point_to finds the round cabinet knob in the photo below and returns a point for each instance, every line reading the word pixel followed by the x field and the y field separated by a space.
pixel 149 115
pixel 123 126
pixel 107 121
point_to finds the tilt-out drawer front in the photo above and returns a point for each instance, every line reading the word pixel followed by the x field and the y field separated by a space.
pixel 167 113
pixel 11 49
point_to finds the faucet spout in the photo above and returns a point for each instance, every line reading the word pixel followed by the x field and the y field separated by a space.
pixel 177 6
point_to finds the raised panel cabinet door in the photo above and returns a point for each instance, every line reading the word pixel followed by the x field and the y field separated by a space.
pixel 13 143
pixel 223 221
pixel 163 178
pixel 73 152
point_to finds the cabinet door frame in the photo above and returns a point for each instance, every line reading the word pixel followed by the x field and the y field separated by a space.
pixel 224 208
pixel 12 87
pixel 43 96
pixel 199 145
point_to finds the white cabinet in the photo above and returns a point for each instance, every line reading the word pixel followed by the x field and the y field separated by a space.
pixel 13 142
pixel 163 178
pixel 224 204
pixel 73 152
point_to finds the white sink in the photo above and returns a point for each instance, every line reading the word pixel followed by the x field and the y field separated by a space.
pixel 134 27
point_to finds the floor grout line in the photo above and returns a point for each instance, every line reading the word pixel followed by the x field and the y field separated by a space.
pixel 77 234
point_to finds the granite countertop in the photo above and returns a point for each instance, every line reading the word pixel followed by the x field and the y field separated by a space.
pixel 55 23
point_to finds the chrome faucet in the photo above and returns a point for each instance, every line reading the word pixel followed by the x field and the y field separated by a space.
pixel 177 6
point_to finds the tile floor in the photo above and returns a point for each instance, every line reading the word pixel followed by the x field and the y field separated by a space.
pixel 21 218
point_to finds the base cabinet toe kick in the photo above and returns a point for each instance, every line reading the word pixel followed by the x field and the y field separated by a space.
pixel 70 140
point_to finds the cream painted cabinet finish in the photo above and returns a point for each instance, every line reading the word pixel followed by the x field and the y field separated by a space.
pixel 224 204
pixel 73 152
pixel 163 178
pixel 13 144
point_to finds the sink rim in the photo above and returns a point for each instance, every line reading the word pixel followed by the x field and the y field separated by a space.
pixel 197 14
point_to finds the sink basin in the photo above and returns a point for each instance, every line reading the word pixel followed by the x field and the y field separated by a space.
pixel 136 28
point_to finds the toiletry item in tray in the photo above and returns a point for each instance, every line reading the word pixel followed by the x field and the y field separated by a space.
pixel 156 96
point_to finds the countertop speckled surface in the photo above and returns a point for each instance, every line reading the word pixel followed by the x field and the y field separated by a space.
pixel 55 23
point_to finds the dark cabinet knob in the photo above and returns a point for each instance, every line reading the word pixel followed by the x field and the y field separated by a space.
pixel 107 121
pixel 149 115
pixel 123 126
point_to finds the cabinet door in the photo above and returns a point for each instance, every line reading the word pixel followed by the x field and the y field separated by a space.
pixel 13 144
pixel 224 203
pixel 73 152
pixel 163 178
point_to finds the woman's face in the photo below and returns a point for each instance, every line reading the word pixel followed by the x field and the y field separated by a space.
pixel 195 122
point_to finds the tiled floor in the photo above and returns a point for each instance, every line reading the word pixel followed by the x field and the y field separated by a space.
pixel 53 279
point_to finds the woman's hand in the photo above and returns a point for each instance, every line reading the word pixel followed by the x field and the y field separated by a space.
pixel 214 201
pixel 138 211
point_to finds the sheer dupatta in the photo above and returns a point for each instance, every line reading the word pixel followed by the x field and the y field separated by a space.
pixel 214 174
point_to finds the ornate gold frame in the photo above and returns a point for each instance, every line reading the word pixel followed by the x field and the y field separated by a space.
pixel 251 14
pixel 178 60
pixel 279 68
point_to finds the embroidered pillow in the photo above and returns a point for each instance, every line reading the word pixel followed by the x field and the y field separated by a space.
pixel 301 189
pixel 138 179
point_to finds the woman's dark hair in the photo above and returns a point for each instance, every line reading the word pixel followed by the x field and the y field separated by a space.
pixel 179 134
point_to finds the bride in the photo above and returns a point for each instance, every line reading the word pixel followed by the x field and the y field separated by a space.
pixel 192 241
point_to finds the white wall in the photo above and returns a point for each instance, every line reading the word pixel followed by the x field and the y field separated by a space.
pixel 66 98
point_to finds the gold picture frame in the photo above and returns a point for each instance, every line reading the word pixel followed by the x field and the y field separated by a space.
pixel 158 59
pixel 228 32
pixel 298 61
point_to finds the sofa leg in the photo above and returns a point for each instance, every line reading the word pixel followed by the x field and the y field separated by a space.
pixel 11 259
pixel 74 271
*-*-*
• Your task: Without changing a word, restate the whole listing.

• Response to the exercise:
point_to finds the round cabinet knob in the photo below and returns a point for each instance, every line reading the word pixel followed by the x field and the y field separated by a space.
pixel 149 115
pixel 123 126
pixel 107 121
point_to finds the tilt-out drawer front in the photo above and returns a point for each instance, every line reading the word pixel followed by the x field and the y field separated by a space.
pixel 167 113
pixel 11 49
point_to finds the faucet spout in the photo above and returns a point for each instance, every line reading the word pixel followed by the x field and the y field separated by a space.
pixel 177 6
point_to finds the raised panel cabinet door in the photo above and returns a point for each instance, every line reading the word pixel followed by the x field and the y field separated by a space.
pixel 13 143
pixel 223 221
pixel 163 178
pixel 73 152
point_to finds the cabinet door frame in the photo above and returns a point for each instance, every line reading the word pixel followed by the x field and the y field separated by a space.
pixel 224 208
pixel 12 87
pixel 43 96
pixel 199 145
point_to finds the white cabinet in the photo above and returns a point for each instance, every line reading the word pixel followed by the x field and the y field separated by a space.
pixel 13 142
pixel 163 178
pixel 224 204
pixel 73 152
point_to finds the white sink in the photo above and returns a point for each instance, every line reading the word pixel followed by the x field and the y field separated by a space.
pixel 134 27
point_to finds the floor grout line in the photo above and returns a point for each instance, every line reading the word pixel followed by the x field and the y field separated by a space.
pixel 77 234
point_to finds the granite countertop in the photo above and returns a point for each instance, every line reading the word pixel followed by the x field and the y field separated by a space.
pixel 55 23
point_to finds the chrome faucet in the photo above and returns a point for each instance, every line reading the word pixel followed by the x field and the y field separated by a space.
pixel 177 6
point_to finds the tile floor in the photo above and returns a point for each instance, every line reading the word pixel followed by the x field and the y field separated by a space.
pixel 21 218
point_to finds the base cabinet toe kick in the photo above and returns a point for each instance, every line reading the word pixel followed by the x field and the y field separated by a space.
pixel 70 140
point_to finds the cream painted cabinet finish in the photo above and returns a point for each instance, every line reading the word pixel followed by the x field and the y field separated by a space.
pixel 224 204
pixel 73 152
pixel 163 178
pixel 13 144
point_to finds the sink rim in the photo above and returns a point for each instance, every line reading the word pixel followed by the x field and the y field separated by a space.
pixel 197 14
point_to finds the sink basin in the photo above and returns a point for each instance, every line reading the word pixel followed by the x field and the y field separated by a space.
pixel 136 28
point_to finds the toiletry item in tray in the photo above and returns a point for each instance, every line reading the word pixel followed by the x field and the y field separated by a space.
pixel 156 96
point_to finds the countertop speckled surface in the photo above and returns a point for each instance, every line reading the word pixel followed by the x field and the y field separated by a space.
pixel 55 23
point_to finds the dark cabinet knob in the photo above and returns a point for each instance, every line reading the word pixel followed by the x field and the y field separated by a space.
pixel 107 121
pixel 149 115
pixel 123 126
point_to finds the cabinet door in the photo above and returns a point for each instance, every line reading the word pixel followed by the x field and the y field separated by a space.
pixel 13 144
pixel 224 203
pixel 73 152
pixel 163 178
point_to finds the woman's face in the photo below and returns a point for each instance, every line reading the word pixel followed by the x field and the y field separated by a space.
pixel 195 122
point_to finds the tiled floor in the photo above and returns a point for each instance, every line reading the word pixel followed by the x field and the y field separated by a space.
pixel 53 279
point_to finds the woman's hand in the photo above and returns a point for each instance, every line reading the word pixel followed by the x field and the y field separated by a space.
pixel 214 201
pixel 138 211
point_to finds the sheer dupatta in the photo above and returns a point for each instance, every line reading the word pixel followed by the x field and the y field separated by a space.
pixel 214 174
point_to finds the ornate gold frame in the photo above and returns a point for each instance, every line reading the word pixel followed by the x field and the y field separated by a space.
pixel 251 14
pixel 178 60
pixel 279 68
point_to finds the embroidered pillow in the photo above and returns a point for each instance, every line reading the word pixel followed by the x field and the y field separated by a space.
pixel 301 189
pixel 138 179
point_to finds the woman's dark hair in the photo above and returns a point for each instance, every line reading the word pixel followed by the x field and the y field separated by a space.
pixel 179 134
point_to finds the bride in the photo above and returns a point for each instance, every line reading the word pixel followed by the x field and the y field separated by a space.
pixel 192 241
point_to finds the white wall in the photo above and returns a point for each instance, every line reading the word pixel followed by the x field and the y field separated by a space.
pixel 66 98
point_to finds the gold picture frame in the photo above and returns a point for each instance, every line reading the word pixel followed by the x field and the y field separated by a space.
pixel 158 59
pixel 228 32
pixel 298 61
point_to finds the sofa leg in the photo above and returns a point for each instance, every line reading the word pixel followed by the x field and the y field separated by a space.
pixel 11 259
pixel 74 271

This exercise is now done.